EXERCISE — From the records below, please repeat exactly the line that has "white shorts, and", the line that has "white sock, and", and every line between them, and nothing else.

EXTRACTED INFORMATION —

▬▬▬▬▬▬

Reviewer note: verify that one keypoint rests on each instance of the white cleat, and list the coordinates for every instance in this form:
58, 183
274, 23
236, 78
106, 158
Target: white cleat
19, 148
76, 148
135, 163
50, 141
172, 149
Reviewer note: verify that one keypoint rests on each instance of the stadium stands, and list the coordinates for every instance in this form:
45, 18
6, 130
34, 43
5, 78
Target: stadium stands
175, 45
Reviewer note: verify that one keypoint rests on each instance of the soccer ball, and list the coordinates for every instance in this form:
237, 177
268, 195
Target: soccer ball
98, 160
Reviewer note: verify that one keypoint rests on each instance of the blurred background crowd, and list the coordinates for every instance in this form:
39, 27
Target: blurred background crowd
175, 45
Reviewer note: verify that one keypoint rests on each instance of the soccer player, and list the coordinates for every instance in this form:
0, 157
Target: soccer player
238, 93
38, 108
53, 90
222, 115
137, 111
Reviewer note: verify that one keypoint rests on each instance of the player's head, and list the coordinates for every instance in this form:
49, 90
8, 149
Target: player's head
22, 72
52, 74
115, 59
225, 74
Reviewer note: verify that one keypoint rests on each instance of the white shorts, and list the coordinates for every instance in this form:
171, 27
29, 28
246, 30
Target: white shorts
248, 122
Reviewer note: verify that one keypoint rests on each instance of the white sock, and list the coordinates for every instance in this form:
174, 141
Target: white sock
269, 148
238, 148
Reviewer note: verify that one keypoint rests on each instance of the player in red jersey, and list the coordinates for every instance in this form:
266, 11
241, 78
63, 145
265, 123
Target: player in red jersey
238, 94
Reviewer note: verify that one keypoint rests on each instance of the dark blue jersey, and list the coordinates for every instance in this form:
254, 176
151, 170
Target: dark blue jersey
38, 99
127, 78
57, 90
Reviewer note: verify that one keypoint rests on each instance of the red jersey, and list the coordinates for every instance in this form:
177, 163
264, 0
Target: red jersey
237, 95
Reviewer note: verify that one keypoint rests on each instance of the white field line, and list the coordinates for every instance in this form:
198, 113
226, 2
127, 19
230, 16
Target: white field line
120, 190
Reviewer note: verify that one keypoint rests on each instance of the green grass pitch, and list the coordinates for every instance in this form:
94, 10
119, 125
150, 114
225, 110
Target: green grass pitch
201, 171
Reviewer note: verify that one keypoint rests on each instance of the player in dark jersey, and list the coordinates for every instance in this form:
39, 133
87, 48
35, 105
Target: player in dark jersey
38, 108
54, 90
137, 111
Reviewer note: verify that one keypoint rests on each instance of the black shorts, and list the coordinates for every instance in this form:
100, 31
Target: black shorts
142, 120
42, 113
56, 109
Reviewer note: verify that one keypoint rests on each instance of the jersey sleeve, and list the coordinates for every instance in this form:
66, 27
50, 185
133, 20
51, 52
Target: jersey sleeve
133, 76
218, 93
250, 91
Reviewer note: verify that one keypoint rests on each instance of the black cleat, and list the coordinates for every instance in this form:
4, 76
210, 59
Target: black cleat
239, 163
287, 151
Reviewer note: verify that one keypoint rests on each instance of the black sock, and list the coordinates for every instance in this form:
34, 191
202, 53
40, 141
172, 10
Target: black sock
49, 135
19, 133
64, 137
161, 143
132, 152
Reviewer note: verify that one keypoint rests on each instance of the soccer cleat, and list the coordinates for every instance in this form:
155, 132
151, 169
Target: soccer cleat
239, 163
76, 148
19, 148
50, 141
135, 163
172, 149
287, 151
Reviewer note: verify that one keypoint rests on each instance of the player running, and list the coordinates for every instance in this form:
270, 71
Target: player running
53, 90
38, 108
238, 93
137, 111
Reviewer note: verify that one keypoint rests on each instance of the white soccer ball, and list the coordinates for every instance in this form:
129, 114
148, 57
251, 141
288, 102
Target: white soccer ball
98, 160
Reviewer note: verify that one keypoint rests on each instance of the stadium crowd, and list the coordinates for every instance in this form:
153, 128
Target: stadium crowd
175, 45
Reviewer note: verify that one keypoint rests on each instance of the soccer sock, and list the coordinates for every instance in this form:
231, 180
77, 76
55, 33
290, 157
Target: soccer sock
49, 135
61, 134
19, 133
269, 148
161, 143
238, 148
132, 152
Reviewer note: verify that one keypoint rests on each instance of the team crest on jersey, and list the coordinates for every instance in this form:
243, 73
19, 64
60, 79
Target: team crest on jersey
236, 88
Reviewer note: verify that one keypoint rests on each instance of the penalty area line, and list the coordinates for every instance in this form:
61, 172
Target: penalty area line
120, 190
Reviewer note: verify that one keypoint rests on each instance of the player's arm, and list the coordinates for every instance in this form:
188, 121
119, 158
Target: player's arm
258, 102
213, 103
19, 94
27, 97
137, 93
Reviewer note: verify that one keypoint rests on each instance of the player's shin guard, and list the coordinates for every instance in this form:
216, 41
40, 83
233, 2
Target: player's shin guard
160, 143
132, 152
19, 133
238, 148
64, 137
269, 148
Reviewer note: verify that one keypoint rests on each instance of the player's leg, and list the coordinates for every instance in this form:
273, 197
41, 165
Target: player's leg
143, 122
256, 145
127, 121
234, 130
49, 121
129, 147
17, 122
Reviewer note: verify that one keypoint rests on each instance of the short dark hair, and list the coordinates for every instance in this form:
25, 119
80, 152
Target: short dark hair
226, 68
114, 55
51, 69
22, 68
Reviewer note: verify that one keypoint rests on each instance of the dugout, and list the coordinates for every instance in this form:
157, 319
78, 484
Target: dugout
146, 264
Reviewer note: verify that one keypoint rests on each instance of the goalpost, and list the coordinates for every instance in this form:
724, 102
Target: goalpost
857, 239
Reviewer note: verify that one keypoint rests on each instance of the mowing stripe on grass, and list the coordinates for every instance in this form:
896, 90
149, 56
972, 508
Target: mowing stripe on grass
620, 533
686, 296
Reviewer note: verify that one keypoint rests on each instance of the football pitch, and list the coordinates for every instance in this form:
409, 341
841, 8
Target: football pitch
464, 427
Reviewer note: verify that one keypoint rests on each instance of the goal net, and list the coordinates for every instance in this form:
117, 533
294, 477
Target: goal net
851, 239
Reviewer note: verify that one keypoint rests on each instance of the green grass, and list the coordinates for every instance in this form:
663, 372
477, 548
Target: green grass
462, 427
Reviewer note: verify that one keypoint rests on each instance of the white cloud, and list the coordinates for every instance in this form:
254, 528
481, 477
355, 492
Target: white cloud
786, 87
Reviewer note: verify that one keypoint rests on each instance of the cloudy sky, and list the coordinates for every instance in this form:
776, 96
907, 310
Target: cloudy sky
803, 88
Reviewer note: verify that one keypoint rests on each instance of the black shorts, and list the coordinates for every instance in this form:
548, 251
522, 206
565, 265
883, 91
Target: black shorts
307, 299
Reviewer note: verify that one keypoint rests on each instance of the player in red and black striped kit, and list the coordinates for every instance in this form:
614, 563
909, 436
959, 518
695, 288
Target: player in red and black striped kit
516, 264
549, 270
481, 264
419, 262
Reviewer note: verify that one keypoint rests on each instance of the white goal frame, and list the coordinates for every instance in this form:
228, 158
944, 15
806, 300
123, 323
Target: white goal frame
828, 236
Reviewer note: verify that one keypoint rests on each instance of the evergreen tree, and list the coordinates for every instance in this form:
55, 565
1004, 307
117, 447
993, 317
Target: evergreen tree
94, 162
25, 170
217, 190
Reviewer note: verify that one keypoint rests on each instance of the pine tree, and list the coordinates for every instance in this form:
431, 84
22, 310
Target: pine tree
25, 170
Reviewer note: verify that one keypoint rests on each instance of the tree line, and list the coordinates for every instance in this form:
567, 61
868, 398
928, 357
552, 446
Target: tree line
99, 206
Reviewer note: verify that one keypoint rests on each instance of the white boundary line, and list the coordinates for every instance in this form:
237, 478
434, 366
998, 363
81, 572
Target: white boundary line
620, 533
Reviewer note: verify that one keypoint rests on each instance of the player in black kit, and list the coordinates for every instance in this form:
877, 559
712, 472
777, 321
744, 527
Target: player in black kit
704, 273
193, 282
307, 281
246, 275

▬▬▬▬▬▬

RESULT —
Reviewer note: verify that one keypoint rests on each instance of the white shorts, and list the coordinates for every instance in this form:
171, 27
29, 28
246, 30
Target: white shorts
248, 122
Reviewer note: verify that one keypoint rests on each instance of the white sock, and list the coordinates for every instance in this form:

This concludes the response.